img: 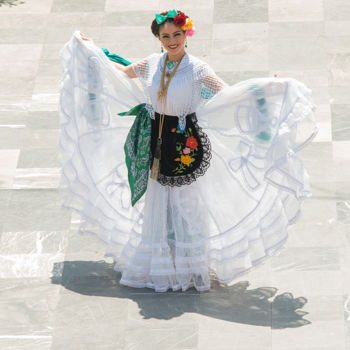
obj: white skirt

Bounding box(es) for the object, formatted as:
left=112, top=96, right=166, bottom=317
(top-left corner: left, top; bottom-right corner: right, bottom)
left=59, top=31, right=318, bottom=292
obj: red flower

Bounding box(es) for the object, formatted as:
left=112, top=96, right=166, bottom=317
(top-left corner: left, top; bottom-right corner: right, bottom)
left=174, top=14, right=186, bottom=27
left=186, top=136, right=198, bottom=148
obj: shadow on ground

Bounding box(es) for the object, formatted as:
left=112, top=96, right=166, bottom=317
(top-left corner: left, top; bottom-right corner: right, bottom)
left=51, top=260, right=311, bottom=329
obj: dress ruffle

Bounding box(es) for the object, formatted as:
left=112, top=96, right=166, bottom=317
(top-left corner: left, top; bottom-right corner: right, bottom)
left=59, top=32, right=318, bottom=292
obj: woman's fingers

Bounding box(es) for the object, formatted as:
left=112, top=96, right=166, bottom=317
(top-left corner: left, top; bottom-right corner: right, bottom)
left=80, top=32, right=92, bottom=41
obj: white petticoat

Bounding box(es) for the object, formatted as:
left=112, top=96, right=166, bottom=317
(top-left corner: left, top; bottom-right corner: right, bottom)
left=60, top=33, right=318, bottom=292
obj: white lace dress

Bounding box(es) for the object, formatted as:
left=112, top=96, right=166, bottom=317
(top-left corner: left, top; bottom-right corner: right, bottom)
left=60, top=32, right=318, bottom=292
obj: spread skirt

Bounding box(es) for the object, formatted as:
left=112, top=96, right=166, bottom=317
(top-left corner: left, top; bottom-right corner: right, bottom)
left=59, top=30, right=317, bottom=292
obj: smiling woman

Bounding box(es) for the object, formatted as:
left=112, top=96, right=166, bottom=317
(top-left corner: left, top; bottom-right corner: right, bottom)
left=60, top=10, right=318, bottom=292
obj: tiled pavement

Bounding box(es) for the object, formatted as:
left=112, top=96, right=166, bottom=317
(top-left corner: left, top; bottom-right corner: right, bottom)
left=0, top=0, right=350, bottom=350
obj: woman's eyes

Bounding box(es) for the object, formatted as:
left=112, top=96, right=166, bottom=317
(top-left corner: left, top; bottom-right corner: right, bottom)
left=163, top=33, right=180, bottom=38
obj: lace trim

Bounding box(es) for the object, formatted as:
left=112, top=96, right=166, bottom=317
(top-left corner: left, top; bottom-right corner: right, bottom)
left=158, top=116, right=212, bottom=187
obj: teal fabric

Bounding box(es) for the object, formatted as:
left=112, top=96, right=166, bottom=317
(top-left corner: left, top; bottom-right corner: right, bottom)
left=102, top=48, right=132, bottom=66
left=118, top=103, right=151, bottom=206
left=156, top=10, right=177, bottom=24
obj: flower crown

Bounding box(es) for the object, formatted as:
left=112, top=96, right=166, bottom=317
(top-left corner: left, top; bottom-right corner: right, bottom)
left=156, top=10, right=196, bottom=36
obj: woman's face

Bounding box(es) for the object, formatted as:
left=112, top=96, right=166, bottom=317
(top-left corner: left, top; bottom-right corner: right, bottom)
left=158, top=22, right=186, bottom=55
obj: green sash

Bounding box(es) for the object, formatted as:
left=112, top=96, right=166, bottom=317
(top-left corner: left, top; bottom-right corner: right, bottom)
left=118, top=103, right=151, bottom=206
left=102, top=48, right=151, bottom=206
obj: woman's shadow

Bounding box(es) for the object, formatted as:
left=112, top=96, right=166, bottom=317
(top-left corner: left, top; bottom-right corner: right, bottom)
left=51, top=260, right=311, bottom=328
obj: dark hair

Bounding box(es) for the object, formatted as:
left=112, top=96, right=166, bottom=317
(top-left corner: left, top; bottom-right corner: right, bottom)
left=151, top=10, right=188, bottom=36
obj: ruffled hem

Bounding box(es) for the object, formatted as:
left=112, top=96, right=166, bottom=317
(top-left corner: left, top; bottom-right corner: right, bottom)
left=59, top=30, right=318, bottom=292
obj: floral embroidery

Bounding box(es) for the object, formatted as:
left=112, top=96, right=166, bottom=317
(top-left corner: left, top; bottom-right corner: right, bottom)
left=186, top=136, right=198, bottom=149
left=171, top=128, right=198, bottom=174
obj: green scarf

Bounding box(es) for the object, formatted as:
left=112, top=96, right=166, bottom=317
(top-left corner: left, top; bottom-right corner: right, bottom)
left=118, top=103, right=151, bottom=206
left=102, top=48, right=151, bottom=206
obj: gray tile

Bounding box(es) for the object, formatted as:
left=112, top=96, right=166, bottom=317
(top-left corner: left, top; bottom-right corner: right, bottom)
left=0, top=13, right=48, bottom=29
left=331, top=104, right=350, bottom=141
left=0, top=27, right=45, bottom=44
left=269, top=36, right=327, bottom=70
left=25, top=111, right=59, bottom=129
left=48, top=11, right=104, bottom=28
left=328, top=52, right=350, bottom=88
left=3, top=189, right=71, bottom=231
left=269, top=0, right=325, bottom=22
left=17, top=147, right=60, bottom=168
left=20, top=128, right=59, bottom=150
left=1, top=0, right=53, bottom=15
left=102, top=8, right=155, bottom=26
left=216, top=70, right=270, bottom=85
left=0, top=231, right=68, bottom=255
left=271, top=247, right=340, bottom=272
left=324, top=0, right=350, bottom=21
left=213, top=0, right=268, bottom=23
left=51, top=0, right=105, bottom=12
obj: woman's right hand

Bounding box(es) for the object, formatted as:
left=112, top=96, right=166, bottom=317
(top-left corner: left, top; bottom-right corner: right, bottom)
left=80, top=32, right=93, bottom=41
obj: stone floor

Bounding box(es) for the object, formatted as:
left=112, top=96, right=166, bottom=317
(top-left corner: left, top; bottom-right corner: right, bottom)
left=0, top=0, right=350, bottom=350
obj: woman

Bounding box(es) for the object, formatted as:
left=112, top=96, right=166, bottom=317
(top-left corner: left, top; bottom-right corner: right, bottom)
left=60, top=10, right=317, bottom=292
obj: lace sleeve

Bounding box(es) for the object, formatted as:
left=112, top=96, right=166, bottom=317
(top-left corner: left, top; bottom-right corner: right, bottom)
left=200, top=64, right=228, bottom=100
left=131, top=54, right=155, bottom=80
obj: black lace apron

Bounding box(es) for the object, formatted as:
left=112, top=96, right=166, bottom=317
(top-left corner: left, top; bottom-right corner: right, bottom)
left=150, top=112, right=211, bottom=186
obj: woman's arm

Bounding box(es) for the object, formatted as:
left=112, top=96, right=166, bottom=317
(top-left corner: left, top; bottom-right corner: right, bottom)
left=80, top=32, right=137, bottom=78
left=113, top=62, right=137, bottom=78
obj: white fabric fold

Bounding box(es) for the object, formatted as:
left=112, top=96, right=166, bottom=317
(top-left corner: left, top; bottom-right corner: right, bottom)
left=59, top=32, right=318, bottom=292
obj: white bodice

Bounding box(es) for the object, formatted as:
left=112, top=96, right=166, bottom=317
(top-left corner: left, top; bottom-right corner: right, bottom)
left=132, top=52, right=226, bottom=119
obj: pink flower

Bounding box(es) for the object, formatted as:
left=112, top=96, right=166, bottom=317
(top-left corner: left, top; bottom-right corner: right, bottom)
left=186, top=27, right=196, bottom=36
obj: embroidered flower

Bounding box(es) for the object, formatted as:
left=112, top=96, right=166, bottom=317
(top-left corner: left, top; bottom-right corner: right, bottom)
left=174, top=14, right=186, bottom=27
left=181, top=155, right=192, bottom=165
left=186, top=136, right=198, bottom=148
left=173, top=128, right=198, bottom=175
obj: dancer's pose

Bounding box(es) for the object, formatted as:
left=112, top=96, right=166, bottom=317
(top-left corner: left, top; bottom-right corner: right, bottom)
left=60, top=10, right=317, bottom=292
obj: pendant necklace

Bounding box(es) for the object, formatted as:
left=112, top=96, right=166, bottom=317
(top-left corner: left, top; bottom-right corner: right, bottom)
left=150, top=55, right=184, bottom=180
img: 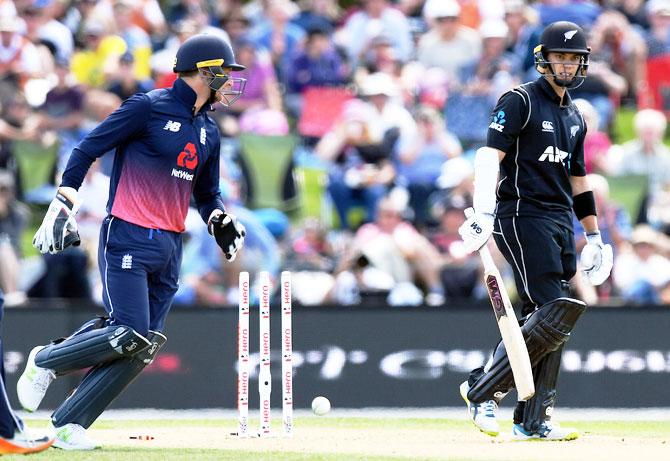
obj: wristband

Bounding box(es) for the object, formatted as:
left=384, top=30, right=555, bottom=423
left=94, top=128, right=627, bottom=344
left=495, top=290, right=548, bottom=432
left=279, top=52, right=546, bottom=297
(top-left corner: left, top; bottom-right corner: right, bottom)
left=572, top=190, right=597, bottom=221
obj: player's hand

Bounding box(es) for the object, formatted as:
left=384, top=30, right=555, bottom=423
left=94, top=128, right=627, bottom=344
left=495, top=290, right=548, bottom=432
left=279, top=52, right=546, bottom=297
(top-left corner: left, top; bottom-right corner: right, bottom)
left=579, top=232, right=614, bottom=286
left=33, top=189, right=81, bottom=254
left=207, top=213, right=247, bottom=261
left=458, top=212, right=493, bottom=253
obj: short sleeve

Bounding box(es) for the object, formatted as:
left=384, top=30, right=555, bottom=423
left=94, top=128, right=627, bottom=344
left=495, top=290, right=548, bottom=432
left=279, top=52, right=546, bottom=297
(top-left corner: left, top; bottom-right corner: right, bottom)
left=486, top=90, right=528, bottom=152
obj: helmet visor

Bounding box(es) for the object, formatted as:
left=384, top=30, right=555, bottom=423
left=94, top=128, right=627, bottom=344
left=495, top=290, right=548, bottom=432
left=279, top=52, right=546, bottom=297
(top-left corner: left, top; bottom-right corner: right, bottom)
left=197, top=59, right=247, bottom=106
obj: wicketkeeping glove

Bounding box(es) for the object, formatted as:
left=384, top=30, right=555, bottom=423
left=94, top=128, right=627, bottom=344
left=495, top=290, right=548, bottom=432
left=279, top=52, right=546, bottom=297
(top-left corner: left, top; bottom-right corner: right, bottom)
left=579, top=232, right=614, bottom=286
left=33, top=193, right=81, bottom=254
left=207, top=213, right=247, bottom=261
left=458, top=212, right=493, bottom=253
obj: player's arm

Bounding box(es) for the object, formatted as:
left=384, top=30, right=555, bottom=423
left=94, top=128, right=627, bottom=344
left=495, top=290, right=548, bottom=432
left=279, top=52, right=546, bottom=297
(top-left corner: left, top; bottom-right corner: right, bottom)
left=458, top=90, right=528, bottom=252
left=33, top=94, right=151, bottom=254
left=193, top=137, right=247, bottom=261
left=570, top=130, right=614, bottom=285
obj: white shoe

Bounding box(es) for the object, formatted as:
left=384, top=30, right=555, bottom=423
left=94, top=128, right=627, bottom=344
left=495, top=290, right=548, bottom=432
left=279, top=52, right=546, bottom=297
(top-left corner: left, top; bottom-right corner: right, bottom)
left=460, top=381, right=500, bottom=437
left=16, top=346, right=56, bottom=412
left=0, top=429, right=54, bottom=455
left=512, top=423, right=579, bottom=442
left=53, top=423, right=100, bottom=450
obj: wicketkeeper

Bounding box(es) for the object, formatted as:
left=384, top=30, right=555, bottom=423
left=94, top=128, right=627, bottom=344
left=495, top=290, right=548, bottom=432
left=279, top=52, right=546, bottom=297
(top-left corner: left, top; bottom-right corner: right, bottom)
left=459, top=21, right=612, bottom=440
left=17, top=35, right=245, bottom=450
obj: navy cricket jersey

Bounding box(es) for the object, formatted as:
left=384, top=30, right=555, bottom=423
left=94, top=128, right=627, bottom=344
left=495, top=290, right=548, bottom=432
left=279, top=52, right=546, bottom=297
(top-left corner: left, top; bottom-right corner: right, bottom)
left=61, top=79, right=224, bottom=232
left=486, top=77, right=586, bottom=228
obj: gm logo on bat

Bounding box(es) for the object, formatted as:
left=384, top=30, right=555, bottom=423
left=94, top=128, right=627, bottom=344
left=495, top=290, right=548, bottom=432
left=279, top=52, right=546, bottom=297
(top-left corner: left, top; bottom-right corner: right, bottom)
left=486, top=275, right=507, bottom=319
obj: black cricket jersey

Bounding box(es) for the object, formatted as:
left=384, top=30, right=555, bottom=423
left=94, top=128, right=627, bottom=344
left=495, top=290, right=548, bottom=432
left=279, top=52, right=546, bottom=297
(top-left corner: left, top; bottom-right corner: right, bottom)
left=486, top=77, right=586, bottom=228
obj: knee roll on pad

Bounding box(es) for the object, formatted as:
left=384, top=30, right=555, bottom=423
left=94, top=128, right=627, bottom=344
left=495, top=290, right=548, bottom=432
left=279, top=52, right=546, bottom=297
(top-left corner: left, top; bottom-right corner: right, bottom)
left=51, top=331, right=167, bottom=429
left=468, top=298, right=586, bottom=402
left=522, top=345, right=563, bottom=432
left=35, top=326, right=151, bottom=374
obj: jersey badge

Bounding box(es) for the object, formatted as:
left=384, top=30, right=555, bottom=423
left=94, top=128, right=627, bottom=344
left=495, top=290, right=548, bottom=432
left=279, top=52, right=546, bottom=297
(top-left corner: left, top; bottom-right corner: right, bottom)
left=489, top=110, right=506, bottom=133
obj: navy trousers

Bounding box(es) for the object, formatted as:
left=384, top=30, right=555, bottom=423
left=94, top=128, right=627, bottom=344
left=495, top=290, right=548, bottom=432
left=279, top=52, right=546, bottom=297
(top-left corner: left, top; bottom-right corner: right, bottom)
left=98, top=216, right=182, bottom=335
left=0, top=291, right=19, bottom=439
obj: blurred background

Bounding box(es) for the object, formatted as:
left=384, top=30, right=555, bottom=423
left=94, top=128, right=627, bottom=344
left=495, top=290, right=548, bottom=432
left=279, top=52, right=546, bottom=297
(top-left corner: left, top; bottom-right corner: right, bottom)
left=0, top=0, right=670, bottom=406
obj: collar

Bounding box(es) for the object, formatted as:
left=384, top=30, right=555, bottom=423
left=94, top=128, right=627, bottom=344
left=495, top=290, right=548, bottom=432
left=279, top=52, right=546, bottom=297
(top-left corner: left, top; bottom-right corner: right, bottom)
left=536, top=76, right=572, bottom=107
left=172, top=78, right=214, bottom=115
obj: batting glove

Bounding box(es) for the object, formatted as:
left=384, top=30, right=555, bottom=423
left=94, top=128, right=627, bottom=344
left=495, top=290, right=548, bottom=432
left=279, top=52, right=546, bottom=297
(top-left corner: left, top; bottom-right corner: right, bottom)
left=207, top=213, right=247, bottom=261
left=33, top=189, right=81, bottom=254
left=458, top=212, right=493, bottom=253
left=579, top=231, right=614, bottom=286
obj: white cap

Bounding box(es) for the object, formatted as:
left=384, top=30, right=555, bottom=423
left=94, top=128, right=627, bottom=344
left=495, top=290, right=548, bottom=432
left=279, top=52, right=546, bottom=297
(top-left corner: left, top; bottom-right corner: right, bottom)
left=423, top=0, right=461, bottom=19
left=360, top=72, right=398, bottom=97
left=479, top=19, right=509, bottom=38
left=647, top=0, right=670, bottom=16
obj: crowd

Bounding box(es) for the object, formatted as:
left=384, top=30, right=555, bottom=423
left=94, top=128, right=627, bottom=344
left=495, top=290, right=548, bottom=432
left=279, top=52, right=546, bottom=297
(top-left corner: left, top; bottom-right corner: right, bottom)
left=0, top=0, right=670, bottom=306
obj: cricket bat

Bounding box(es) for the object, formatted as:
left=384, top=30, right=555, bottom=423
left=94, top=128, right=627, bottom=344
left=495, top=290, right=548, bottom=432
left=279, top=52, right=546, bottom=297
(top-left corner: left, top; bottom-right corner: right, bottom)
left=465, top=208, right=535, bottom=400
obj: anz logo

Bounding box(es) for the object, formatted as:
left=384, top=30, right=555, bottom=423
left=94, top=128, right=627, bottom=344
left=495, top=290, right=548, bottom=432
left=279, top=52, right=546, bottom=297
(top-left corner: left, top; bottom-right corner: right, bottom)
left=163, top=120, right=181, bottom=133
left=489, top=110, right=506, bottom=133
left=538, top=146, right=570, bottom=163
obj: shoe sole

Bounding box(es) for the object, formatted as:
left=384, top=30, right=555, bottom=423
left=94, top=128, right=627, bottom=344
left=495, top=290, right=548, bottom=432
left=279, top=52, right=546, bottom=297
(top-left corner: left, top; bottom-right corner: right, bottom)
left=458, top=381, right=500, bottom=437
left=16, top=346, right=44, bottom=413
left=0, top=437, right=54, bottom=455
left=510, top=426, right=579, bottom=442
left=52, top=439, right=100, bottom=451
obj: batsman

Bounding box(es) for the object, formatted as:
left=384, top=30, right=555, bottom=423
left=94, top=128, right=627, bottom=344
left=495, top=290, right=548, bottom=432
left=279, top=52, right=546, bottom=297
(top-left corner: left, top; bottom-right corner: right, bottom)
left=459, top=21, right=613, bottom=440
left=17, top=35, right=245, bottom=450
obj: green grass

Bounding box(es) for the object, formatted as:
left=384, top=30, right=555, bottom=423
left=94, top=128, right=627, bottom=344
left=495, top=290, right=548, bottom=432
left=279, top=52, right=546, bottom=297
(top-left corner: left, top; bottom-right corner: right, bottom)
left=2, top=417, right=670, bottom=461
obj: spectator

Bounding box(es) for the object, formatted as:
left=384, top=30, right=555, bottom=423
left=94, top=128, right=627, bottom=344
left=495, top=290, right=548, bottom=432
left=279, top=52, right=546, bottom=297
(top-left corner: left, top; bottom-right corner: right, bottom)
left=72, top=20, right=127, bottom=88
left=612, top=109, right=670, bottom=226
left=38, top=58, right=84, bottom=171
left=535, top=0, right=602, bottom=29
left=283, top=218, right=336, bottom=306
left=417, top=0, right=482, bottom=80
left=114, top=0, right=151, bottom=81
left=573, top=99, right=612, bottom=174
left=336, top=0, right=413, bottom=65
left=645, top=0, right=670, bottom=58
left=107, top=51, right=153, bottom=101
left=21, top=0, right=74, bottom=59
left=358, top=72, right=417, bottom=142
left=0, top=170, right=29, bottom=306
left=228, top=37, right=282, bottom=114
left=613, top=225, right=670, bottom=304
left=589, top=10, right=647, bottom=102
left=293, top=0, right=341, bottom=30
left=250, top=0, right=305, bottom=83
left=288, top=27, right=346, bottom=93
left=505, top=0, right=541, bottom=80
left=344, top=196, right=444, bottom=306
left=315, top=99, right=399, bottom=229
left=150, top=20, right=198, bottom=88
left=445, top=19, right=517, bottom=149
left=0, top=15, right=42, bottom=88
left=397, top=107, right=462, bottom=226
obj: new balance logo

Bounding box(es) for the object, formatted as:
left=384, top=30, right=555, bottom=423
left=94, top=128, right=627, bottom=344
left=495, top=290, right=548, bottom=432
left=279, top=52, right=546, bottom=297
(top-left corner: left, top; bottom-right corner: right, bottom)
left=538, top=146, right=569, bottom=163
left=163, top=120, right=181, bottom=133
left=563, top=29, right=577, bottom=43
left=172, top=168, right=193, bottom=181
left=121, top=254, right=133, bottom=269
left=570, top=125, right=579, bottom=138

### Task
Copy the material word for word, from the line with "obj: tiled pavement" through the line with "left=151, top=10, right=188, bottom=36", including both of those lines.

### The answer
obj: tiled pavement

Bounding box(es) for the object, formatted as:
left=112, top=96, right=166, bottom=317
(top-left corner: left, top; bottom-right corner: right, bottom)
left=0, top=0, right=350, bottom=350
obj: woman's eyes

Bounding box(es) for the object, formatted as:
left=112, top=96, right=166, bottom=317
(top-left corner: left, top; bottom-right corner: right, bottom)
left=163, top=33, right=180, bottom=38
obj: lace trim

Bounding box(es) for the object, formatted as:
left=112, top=96, right=166, bottom=317
(top-left corner: left, top; bottom-right corner: right, bottom)
left=158, top=116, right=212, bottom=187
obj: teal fabric

Bounding box(es) for the object, formatted as:
left=112, top=96, right=166, bottom=317
(top-left corner: left, top; bottom-right corner: right, bottom)
left=102, top=48, right=132, bottom=66
left=118, top=103, right=151, bottom=206
left=156, top=10, right=177, bottom=24
obj: flower crown

Bounding box(es) for the object, formatted as:
left=112, top=96, right=166, bottom=317
(top-left corner: left, top; bottom-right corner: right, bottom)
left=156, top=10, right=196, bottom=36
obj: woman's face

Bounding box(es) for the object, formatted as:
left=112, top=96, right=166, bottom=317
(top-left corner: left, top; bottom-right corner: right, bottom)
left=158, top=22, right=186, bottom=55
obj: green sash

Bounding box(es) for the object, formatted as:
left=112, top=96, right=166, bottom=317
(top-left corner: left, top; bottom-right corner: right, bottom)
left=118, top=103, right=151, bottom=206
left=102, top=48, right=151, bottom=206
obj: woman's shadow

Bounding box(es) for the object, formatted as:
left=112, top=96, right=166, bottom=317
(top-left corner: left, top; bottom-right corner: right, bottom)
left=51, top=260, right=311, bottom=328
obj: dark hair

Bounding box(es) for the object, formatted as:
left=112, top=96, right=166, bottom=317
(top-left corner: left, top; bottom-right corner: right, bottom)
left=151, top=10, right=188, bottom=36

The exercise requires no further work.